**Work to complete**
a) Please list the factors that the return-to-work text says the answer to whether and when to go back to work depends on.
b) Rewrite the return-to-work text from "For most employees, one" up to and including "know about this.", putting "physician" in place of "doctor".
c) According to the return-to-work text, who typically chooses the medical professional who performs the Independent Medical Examination?

**Document section**

For most employees, one of their biggest questions after an on-the-job injury is whether they need to go back to work, and when. The answer will vary depending on the severity of the injury and the recovery process, as well as whether the injury caused a lasting disability, but our work injury attorneys can offer specific insight on this issue as it applies to Pennsylvania workers’ compensation claims.
If you were injured at work and sought workers’ compensation benefits, you should only return to work once you are cleared by your doctor and feel ready to do so. Your employer should not be able to force you to go back to work, but there are some things you should know about this.
Returning to Work After an Independent Medical Examination (IME)
Part of the Pennsylvania workers’ compensation process involves an Independent Medical Examination (IME), which is essentially an evaluation of your condition by a medical professional. This medical professional is typically chosen by your employer’s workers’ comp insurance company.
After an IME, you may receive a “Notice of Ability to Return to Work” if the examining physician determined that you should be physically able to perform your job duties. In some cases, the physician may determine that you can perform some of your duties, which would essentially mean returning to work with restrictions or limitations.

**Entries supplied**
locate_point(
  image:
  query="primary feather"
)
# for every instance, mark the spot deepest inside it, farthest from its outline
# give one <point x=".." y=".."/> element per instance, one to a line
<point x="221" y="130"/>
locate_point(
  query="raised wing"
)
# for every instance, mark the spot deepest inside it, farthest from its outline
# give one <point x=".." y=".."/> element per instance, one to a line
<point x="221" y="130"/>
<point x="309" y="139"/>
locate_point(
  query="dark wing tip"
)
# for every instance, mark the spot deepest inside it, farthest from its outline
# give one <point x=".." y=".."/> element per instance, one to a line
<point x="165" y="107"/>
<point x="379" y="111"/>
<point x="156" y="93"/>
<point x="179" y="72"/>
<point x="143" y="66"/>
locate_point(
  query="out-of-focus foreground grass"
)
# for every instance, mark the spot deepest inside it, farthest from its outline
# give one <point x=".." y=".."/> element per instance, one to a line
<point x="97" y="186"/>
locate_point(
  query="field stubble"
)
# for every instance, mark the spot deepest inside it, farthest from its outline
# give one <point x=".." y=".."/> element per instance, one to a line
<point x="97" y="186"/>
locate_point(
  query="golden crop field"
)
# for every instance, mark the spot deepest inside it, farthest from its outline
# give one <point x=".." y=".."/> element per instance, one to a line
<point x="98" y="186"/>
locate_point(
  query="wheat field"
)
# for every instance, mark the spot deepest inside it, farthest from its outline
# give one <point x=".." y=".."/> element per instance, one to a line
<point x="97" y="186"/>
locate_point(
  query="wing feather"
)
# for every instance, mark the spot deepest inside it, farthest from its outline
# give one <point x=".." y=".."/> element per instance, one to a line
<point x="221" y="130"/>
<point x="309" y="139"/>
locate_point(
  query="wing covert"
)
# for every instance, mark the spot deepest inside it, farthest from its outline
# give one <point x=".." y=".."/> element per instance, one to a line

**Answers by task**
a)
- The severity of the injury
- The recovery process
- Whether the injury caused a lasting disability

b)
For most employees, one of their biggest questions after an on-the-job injury is whether they need to go back to work, and when. The answer will vary depending on the severity of the injury and the recovery process, as well as whether the injury caused a lasting disability, but our work injury attorneys can offer specific insight on this issue as it applies to Pennsylvania workers’ compensation claims.
If you were injured at work and sought workers’ compensation benefits, you should only return to work once you are cleared by your physician and feel ready to do so. Your employer should not be able to force you to go back to work, but there are some things you should know about this.

c) Your employer's workers' comp insurance company.